[Natural-language object grounding data]
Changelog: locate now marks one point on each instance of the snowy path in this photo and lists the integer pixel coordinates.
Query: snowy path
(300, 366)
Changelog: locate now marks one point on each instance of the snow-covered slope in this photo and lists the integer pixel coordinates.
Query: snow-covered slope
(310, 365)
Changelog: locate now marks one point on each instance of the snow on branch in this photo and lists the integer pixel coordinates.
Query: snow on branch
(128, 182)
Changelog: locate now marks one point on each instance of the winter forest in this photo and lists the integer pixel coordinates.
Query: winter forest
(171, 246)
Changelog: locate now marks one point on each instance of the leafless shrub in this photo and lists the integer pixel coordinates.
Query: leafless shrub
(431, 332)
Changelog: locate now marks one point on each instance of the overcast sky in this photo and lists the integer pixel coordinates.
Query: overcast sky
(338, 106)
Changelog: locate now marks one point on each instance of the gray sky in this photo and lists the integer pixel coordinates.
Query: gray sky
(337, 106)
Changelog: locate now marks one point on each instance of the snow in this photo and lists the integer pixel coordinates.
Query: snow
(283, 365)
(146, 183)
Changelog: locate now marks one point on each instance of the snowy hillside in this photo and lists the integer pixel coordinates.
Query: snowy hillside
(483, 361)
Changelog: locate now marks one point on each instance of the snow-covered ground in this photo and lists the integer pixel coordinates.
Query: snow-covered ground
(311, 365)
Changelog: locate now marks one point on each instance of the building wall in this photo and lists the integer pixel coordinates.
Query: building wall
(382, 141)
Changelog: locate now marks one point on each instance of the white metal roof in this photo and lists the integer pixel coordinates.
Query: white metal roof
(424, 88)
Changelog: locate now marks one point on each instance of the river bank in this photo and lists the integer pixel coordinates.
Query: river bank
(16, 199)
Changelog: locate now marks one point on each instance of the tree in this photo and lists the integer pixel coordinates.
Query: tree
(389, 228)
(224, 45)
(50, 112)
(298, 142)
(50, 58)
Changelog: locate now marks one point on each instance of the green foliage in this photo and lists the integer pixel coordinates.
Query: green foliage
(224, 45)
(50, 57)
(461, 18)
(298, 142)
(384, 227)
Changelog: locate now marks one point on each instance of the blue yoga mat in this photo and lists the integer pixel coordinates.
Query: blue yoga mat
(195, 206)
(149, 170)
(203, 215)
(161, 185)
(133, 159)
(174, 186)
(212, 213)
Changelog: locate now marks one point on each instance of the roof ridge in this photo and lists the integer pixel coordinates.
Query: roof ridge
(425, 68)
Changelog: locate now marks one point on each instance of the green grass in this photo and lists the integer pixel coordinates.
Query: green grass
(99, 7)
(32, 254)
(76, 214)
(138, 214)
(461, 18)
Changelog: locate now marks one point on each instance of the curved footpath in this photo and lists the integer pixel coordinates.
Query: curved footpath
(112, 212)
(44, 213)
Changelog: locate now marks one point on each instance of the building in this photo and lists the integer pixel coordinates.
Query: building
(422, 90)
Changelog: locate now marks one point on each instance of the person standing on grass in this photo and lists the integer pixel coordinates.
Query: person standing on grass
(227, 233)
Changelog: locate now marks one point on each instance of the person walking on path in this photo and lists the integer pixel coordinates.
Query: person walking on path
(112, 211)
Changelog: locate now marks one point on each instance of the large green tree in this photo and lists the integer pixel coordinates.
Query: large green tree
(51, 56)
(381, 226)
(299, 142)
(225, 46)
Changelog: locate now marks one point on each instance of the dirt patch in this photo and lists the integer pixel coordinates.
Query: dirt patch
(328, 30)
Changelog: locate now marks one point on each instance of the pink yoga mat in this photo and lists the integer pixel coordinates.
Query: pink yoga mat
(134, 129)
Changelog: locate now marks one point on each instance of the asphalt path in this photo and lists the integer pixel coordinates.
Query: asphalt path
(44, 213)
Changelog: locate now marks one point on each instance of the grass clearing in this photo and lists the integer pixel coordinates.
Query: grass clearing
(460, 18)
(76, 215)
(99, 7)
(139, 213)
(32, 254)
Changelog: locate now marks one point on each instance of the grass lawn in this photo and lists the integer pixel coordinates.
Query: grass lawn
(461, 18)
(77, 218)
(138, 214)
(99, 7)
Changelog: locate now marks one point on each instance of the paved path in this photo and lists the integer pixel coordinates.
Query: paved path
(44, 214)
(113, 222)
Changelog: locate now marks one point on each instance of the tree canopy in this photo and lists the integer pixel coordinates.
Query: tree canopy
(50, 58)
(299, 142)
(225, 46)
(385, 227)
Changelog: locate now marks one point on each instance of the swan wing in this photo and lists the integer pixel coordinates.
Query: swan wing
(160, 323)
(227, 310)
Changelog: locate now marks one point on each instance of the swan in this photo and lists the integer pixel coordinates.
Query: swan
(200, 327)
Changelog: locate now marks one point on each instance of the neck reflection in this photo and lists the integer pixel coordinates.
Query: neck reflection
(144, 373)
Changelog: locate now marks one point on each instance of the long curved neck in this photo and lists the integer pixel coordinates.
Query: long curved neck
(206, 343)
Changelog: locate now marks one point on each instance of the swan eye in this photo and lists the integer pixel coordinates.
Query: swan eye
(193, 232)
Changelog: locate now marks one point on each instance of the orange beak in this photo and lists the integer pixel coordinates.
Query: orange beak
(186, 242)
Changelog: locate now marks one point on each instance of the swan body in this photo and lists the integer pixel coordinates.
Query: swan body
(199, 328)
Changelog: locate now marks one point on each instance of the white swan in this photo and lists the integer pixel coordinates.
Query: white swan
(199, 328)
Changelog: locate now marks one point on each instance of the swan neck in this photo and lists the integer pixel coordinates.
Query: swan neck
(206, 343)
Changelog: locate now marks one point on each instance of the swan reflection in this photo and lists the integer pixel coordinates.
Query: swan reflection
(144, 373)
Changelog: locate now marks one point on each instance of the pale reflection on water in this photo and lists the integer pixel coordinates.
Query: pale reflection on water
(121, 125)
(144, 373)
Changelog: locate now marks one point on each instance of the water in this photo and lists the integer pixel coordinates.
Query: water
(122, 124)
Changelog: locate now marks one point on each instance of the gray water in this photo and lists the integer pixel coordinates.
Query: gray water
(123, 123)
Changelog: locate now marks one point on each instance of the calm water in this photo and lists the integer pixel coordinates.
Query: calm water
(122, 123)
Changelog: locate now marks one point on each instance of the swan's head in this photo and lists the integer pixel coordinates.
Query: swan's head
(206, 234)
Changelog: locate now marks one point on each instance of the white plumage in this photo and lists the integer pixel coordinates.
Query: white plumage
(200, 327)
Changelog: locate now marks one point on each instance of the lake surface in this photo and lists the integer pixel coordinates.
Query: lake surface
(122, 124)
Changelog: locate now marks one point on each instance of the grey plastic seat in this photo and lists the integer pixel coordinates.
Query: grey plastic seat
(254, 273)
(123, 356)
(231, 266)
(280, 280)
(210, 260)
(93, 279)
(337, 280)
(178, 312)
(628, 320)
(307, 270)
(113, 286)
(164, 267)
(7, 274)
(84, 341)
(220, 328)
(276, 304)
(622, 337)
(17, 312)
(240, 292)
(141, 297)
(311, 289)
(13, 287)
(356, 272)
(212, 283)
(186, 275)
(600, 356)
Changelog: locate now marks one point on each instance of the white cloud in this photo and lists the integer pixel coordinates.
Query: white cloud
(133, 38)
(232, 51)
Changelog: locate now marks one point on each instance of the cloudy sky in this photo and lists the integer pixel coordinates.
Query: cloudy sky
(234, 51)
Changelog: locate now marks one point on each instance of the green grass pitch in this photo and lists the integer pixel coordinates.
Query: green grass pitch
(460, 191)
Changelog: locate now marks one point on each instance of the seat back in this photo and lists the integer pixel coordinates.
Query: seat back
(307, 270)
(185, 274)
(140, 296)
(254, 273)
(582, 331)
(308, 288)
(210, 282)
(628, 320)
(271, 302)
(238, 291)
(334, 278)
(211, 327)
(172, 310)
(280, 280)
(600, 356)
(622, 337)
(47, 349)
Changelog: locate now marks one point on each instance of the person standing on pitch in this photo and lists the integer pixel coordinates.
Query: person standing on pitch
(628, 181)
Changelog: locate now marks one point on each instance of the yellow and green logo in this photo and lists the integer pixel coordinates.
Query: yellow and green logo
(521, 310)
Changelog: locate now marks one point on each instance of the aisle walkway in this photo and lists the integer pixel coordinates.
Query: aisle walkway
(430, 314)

* **EXERCISE OBJECTIVE**
Print exactly the lines from the one with "Query: cloudy sky" through the end of the data, inclusive.

* **TASK SOLUTION**
Query: cloudy sky
(234, 51)
Changelog: locate now marks one point on each instance of the green grass pitch in this photo and lists the integer pixel coordinates.
Query: green grass pitch
(460, 191)
Changelog: locate now marks one point on each instance of the seat back in this photo and lists the integer pixel coordinates.
Query: seat back
(307, 270)
(185, 274)
(140, 296)
(254, 273)
(582, 331)
(308, 288)
(210, 282)
(628, 320)
(271, 302)
(238, 291)
(334, 278)
(211, 327)
(172, 310)
(280, 280)
(600, 356)
(622, 337)
(47, 349)
Changelog: locate now marks one point on each instance of the person standing on pitch in this photo and lists the integer pixel coordinates.
Query: person standing on pitch
(628, 181)
Changelog: locate now marks one point on each instance of the yellow and green logo in this photo and lists the integer pixel coordinates.
Query: yellow and green logo
(521, 310)
Changelog: locate now marks one point on each instance of the aisle walkway in this photo and lists the integer pixel coordinates.
Query: aisle walkway
(430, 314)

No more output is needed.